• Task directions:
Tell how many lines in the data below include the word "background". The answer is the number only.

Stored data entries:
* * *
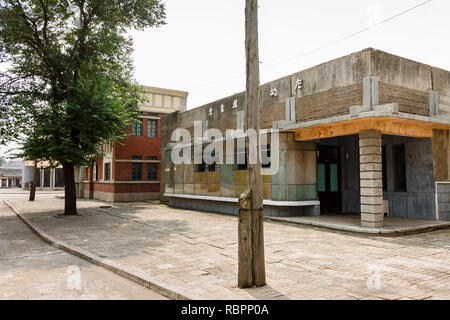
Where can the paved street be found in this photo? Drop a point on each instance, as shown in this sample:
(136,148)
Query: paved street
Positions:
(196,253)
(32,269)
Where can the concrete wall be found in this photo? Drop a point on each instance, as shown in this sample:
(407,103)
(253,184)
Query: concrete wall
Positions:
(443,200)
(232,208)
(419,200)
* * *
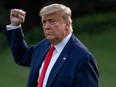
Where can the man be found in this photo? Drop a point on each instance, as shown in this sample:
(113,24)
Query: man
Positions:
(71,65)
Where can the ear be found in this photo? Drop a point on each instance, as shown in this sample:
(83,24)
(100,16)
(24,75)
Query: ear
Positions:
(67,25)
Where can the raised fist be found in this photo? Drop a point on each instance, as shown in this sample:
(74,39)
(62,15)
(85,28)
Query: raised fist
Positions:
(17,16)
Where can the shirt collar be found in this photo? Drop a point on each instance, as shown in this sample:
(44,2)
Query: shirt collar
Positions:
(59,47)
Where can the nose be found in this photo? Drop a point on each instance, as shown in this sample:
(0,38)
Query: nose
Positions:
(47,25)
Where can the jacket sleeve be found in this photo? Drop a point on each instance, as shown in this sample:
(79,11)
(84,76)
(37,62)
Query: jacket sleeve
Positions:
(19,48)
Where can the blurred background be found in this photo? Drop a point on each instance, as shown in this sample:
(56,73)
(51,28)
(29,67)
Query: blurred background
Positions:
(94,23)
* * *
• Solution to this task:
2